Exercises to complete ▸
1: In the Red Velvet playgoer's guide, who is named as the director of the play?
2: Please copy the passage of the Red Velvet playgoer's guide that starts at "Riots erupt in" and ends at "of Aldridge’s life.".
3: Proceed with the Red Velvet playgoer's guide from the point where it stops.

Quoted passage ▸
..........
Red Velvet

December 1, 2017

January 21, 2018

CST's Courtyard Theater

by Lolita Chakrabarti
directed by Gary Griffin

Playgoer’s Guide


The year is 1867. In a theater dressing room in Lodz, Poland, Ira Aldridge prepares to perform his King Lear when the intrusion of a young reporter, determined to get her story, forces the sixty-year-old actor to look back upon the defining moment of his career, more than thirty years before.

Riots erupt in London’s streets as Parliament prepares to vote in 1833 on abolishing slavery throughout the British colonies. On the stage at Covent Garden’s world-renowned Theatre Royal, Edmund Kean, the greatest classical actor of the age, plays Othello until one night he collapses onstage. Charles Kean, Edmund’s son and “presumptive heir,” anticipates stepping into his father’s role. But the theater’s manager, Pierre Laporte, proposes instead an outside actor who has played Othello to much acclaim throughout the provinces; moments later, Ira Aldridge enters the room to rehearse with his fellow cast members—sight unseen by all but Pierre. Aldridge’s Othello is riveting, but the reactions from his company members and London’s theater critics are as complex as they are divisive. And the choice made by a friend and colleague changes the course of Aldridge’s life.
..........
Data to examine ▸

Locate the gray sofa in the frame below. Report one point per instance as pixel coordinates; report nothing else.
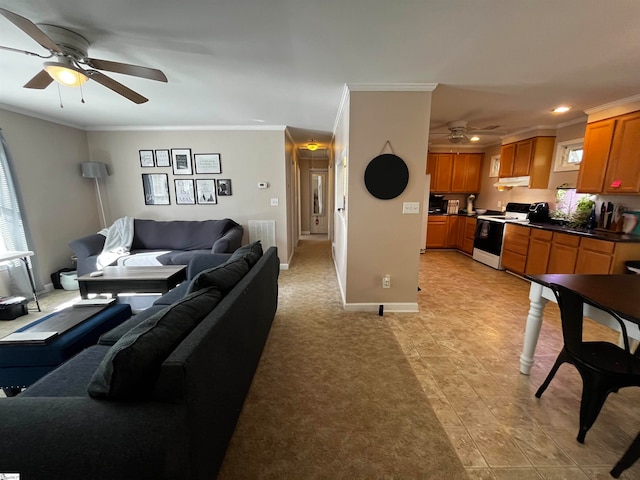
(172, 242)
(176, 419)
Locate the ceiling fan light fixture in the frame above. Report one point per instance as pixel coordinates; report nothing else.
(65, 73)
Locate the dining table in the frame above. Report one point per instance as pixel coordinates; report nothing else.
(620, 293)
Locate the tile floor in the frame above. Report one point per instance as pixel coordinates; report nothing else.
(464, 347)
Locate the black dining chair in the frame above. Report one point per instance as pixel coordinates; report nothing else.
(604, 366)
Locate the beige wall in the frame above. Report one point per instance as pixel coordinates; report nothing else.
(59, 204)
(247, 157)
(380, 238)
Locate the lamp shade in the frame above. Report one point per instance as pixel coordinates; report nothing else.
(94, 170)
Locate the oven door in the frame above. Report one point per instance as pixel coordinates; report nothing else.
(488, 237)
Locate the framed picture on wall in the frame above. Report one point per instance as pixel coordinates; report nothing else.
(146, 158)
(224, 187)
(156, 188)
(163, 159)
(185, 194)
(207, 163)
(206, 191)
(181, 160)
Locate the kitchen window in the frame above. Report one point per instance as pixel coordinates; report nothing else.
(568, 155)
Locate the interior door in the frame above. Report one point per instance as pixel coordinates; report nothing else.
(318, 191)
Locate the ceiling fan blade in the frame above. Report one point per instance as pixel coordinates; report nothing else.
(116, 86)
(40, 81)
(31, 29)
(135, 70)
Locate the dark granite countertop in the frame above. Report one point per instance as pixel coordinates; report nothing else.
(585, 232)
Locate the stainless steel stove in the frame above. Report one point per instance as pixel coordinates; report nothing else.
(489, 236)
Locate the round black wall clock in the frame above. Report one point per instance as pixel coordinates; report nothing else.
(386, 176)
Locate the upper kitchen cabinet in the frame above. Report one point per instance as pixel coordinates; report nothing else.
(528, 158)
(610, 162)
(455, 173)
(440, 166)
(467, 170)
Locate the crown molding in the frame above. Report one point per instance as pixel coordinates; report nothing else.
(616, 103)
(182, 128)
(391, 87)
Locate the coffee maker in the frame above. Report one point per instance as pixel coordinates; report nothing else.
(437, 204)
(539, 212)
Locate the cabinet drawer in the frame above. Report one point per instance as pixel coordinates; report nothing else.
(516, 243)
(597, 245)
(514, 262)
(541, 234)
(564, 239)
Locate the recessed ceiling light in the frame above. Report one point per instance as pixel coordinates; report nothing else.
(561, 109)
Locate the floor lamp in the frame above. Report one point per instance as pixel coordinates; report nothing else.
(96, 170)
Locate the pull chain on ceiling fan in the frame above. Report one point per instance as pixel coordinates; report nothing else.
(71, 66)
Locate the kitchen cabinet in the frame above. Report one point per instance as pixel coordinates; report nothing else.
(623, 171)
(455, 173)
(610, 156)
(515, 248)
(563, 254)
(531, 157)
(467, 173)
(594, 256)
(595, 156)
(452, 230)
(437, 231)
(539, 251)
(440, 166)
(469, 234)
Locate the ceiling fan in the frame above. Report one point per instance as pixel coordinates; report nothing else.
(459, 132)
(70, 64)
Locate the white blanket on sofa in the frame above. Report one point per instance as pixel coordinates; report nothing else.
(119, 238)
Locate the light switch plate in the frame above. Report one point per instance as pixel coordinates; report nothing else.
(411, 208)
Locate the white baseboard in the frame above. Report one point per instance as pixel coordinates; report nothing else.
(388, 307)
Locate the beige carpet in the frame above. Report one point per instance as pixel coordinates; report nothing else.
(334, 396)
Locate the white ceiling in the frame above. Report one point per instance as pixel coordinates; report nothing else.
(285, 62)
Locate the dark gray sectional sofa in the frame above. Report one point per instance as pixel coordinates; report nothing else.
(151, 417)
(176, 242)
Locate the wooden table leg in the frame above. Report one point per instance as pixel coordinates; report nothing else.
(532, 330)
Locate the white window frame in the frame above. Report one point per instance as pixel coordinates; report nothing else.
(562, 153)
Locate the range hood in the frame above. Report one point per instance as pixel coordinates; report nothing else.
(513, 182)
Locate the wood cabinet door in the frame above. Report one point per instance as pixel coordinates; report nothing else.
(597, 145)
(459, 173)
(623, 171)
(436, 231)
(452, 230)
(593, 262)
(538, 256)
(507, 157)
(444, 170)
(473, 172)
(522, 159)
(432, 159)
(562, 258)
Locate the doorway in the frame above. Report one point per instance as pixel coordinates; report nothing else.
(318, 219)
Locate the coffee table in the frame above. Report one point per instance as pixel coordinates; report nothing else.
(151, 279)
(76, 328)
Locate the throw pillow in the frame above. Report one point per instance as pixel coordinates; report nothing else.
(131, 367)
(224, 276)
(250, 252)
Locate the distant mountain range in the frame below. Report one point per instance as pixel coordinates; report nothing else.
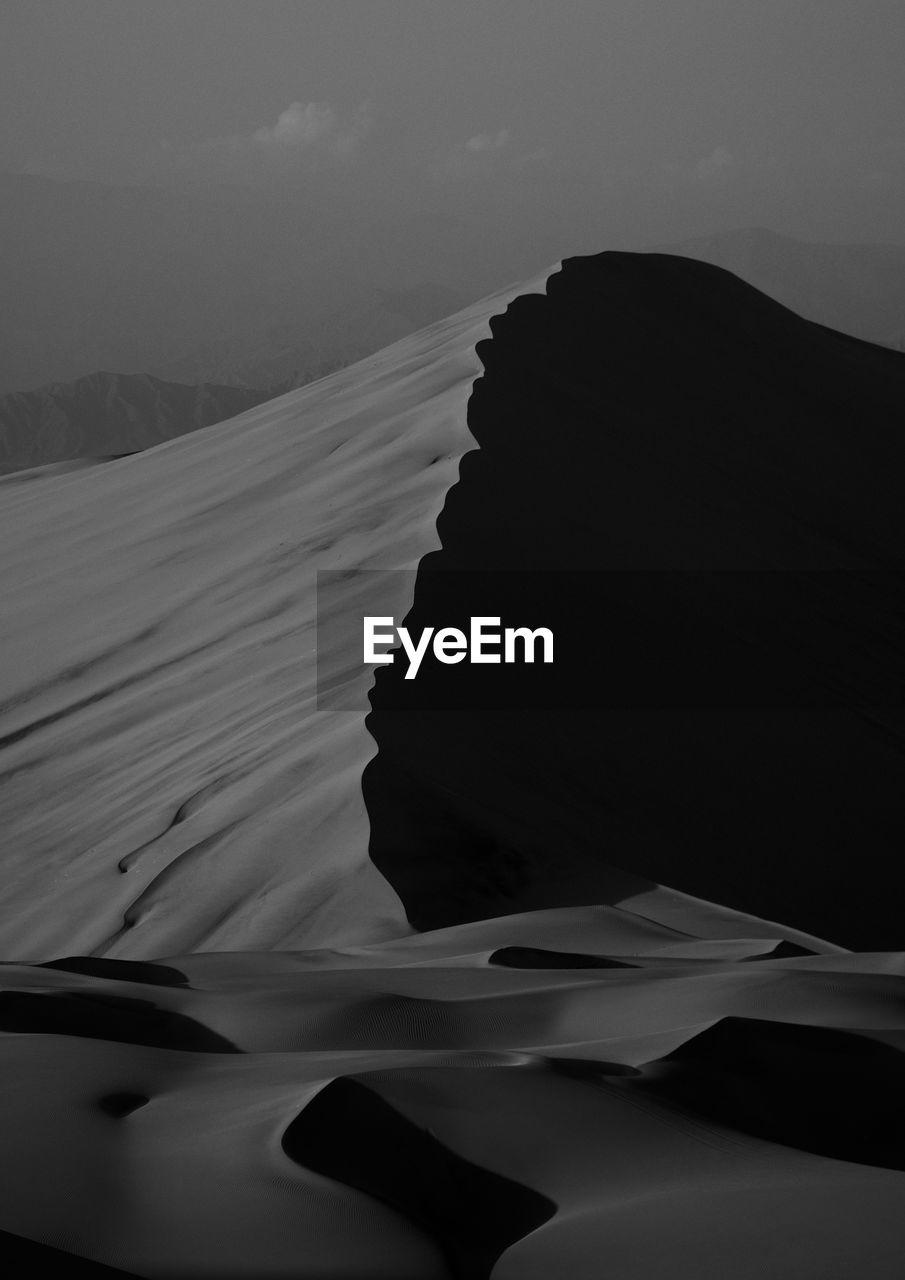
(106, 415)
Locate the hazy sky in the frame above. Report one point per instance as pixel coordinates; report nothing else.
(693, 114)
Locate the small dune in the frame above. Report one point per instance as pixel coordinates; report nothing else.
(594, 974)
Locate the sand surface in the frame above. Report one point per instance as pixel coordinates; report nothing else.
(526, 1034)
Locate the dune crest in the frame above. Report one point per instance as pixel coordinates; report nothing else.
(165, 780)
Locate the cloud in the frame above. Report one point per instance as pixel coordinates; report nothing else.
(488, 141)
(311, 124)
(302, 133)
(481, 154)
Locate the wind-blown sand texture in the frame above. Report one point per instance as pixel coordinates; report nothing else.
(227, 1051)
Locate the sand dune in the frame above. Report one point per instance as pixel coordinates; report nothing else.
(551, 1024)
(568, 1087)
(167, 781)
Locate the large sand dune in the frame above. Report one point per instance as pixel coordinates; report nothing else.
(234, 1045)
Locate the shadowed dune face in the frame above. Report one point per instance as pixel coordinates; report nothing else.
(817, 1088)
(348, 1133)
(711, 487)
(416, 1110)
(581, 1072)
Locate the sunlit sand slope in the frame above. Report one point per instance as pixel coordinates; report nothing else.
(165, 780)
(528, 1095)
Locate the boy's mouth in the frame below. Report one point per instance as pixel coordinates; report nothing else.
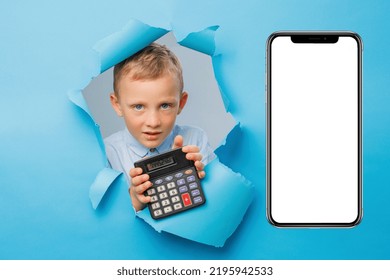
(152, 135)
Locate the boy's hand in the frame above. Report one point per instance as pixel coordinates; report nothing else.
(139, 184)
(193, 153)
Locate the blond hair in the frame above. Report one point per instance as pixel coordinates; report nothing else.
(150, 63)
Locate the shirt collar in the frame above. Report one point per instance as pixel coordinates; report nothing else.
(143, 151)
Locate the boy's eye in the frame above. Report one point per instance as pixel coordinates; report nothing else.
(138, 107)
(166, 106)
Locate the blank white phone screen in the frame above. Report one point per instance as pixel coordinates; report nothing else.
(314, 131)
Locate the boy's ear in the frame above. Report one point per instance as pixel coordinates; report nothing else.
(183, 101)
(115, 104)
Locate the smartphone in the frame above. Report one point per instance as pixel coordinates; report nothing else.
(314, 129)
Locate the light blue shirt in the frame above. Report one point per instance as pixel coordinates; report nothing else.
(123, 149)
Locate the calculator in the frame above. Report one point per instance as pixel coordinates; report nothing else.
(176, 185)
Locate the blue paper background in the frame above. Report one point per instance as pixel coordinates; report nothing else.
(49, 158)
..........
Solved tasks ▸
1: Gary Griffin

2:
Riots erupt in London’s streets as Parliament prepares to vote in 1833 on abolishing slavery throughout the British colonies. On the stage at Covent Garden’s world-renowned Theatre Royal, Edmund Kean, the greatest classical actor of the age, plays Othello until one night he collapses onstage. Charles Kean, Edmund’s son and “presumptive heir,” anticipates stepping into his father’s role. But the theater’s manager, Pierre Laporte, proposes instead an outside actor who has played Othello to much acclaim throughout the provinces; moments later, Ira Aldridge enters the room to rehearse with his fellow cast members—sight unseen by all but Pierre. Aldridge’s Othello is riveting, but the reactions from his company members and London’s theater critics are as complex as they are divisive. And the choice made by a friend and colleague changes the course of Aldridge’s life.

3:
When Ira Frederick Aldridge was born, the son of free parents, in New York City in1807, slavery was legal in the state of New York. His father was a straw merchant and lay preacher. At the age of thirteen, Ira began what was likely just two years of formal schooling at one of New York’s African Free Schools, founded to educate the children of slaves and the city’s free-born population. Among his jobs growing up, he ran errands for the English actor Henry Wallack. His father wanted his son to pursue a religious career, but Ira had discovered his passion for the theater.

After performing at New York’s African Grove Theatre, at seventeen he sailed to England in 1824 to seek roles unavailable to him in America. He was eighteen when he secured his first roles on London’s stages performing in traditionally black roles, and married an Englishwoman named Margaret Gill. Two years later, Aldridge began his extensive touring career throughout the British provinces.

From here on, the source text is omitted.